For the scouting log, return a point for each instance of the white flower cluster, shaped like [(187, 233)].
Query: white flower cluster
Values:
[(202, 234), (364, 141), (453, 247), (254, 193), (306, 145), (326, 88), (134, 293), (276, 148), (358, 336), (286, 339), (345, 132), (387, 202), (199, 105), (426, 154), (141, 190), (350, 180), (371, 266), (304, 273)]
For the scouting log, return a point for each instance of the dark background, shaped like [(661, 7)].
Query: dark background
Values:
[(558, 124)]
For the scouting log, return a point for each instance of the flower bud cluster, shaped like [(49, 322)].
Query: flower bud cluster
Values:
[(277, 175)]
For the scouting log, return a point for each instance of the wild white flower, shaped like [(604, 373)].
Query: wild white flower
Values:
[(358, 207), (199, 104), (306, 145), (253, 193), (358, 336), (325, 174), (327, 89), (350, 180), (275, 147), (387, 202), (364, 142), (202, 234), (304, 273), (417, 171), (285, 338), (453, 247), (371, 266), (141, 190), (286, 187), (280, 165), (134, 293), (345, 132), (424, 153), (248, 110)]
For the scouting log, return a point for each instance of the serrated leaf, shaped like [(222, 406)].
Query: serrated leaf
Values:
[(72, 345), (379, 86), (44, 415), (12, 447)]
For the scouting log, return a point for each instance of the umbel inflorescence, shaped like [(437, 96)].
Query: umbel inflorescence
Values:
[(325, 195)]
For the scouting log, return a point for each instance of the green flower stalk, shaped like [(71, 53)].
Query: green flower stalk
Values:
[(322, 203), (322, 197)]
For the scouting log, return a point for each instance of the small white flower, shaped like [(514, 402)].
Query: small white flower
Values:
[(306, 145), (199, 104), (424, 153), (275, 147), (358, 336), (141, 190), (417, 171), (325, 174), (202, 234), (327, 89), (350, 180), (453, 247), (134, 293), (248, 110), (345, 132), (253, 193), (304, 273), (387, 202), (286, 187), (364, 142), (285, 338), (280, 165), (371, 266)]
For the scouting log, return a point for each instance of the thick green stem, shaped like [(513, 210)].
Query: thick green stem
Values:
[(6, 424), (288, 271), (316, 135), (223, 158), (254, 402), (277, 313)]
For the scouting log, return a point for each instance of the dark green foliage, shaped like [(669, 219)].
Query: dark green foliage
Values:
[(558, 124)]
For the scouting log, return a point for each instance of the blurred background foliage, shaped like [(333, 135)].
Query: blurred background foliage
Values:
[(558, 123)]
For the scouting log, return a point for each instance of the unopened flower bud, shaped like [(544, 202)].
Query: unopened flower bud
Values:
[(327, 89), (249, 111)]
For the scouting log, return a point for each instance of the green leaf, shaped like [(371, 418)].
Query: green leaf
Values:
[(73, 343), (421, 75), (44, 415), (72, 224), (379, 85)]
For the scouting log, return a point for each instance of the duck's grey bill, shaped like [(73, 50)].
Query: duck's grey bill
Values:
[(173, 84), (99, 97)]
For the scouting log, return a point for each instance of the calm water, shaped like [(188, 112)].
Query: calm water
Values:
================
Edit the items above by changing every "scouting log" to "field survey" and leaving all other text the same.

### Exercise solution
For the field survey, return a point for each instance of the white flower cluster, shaped like [(187, 233)].
Query: white flower cluster
Values:
[(202, 234), (364, 141), (453, 247), (254, 193), (306, 145), (326, 88), (134, 293), (276, 148), (358, 336), (286, 339), (345, 132), (387, 202), (199, 105), (426, 154), (141, 190), (350, 180), (371, 266), (304, 273)]
For the field survey, return a point for each instance of the dark background, shaped like [(661, 7)].
Query: dark background
Values:
[(558, 124)]
For the field survey, return a point for each instance of the flower bud cluster, shaped like [(49, 322)].
Query: flower bud cluster
Values:
[(277, 175)]
For the field survey, return a point for each instance of the wild white flower, shaped like [(604, 373)].
Query: wild white flower
Values:
[(358, 207), (199, 104), (306, 145), (253, 193), (358, 336), (325, 174), (327, 89), (350, 180), (275, 147), (387, 202), (364, 142), (202, 234), (304, 273), (417, 171), (285, 338), (453, 247), (371, 266), (141, 190), (286, 187), (280, 165), (134, 293), (345, 132), (424, 153), (248, 110)]
For the field survey, return a point for each instance of the serrated leaf, shaped like [(222, 406)].
Query: serrated leaf
Values:
[(72, 345), (379, 86), (44, 415), (12, 447)]
For the field survey, return a point for each instance of the umbel inflorescence, shaped like [(437, 96)].
Query: umbel inflorescence
Values:
[(325, 195)]
For the field survey, return a point for each instance of the green flower stalk, shaped like [(71, 53)].
Query: green flower stalk
Values:
[(322, 203), (322, 197)]
For the field survey, return a point for each instance of the small white flower, shaped like [(514, 402)].
Query: small white flower
Values:
[(306, 145), (199, 104), (424, 153), (275, 147), (358, 336), (141, 190), (417, 171), (325, 174), (202, 234), (327, 89), (350, 180), (453, 247), (134, 293), (248, 110), (345, 132), (253, 193), (304, 273), (387, 202), (286, 187), (364, 142), (285, 338), (280, 165), (371, 266)]
For the field survey, return a point for each instance of the thick green stem, shaped like [(513, 210)].
Query: thick green stem
Values:
[(6, 424), (288, 271), (316, 135), (223, 158), (254, 402), (277, 313)]
For the field survey, return a point for each instance of the dark green foliage, shaped like [(669, 219)].
Query: dark green foliage
Values:
[(558, 124)]
For the field survey, return a point for each instance of the blurred background foliage, shaped like [(333, 135)].
Query: blurred background foliage
Values:
[(558, 123)]
For the field survey, return a point for each instance of the unopened flower bud, shaped like [(544, 202)].
Query: unopened flower bud
Values:
[(327, 89), (249, 111)]
For the field survey, return a point for each instance of the green leaf, shaped like [(371, 418)].
Query: green leaf
Values:
[(73, 343), (421, 75), (44, 415), (72, 224), (379, 85)]
For the field survey, return a point for each instance of the duck's grey bill, shaped like [(73, 50)].
Query: duck's grey bill
Values:
[(173, 84), (99, 97)]
For the field survey, return a point for each instance of the calm water, shaped like [(188, 112)].
Query: calm water
Values:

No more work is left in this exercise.